## Begin

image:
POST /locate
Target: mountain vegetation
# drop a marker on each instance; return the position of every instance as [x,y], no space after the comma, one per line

## End
## Begin

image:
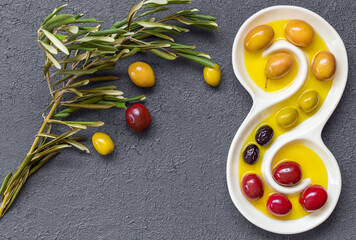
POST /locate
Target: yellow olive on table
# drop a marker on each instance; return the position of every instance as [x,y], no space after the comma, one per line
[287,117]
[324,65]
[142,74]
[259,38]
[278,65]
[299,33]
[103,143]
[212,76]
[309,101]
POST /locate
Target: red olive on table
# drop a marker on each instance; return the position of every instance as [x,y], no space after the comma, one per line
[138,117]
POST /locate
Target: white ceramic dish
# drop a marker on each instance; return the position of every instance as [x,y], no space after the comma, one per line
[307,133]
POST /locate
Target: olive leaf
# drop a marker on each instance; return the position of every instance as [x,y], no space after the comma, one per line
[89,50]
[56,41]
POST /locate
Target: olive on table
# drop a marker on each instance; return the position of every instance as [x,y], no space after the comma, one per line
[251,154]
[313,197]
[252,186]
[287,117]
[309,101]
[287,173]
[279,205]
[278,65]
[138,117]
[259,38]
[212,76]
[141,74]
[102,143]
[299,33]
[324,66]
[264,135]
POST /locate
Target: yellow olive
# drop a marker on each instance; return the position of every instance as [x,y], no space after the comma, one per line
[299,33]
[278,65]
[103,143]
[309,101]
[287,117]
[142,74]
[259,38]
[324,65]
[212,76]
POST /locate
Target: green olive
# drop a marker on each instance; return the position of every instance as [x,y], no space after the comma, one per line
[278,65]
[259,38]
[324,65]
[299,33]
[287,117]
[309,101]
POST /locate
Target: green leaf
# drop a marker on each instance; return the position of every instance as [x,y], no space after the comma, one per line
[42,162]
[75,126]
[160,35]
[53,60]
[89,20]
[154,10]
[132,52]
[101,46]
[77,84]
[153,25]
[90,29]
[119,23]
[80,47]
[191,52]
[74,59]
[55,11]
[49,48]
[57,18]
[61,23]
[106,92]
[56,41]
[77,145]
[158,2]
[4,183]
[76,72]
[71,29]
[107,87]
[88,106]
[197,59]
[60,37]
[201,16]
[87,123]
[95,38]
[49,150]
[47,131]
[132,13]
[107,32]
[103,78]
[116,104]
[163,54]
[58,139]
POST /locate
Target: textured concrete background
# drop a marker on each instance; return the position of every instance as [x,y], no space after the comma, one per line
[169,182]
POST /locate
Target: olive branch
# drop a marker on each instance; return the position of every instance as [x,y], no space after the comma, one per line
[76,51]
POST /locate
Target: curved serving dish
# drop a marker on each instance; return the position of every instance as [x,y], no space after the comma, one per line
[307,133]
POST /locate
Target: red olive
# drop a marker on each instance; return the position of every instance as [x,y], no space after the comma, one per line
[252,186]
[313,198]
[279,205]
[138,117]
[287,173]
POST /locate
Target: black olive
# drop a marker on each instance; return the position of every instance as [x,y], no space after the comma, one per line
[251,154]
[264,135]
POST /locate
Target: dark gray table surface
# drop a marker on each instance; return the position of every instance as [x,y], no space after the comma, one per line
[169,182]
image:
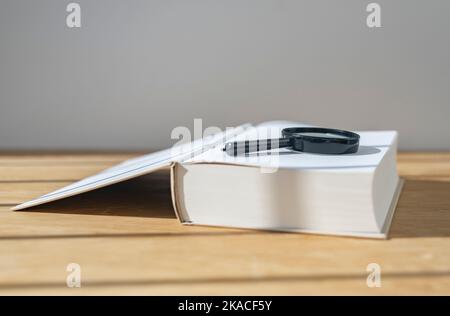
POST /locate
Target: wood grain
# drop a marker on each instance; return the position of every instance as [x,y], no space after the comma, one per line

## End

## The task
Collect every line in the items above that contains the string "green". Case counts.

## Response
Target: green olive
Target: green leaf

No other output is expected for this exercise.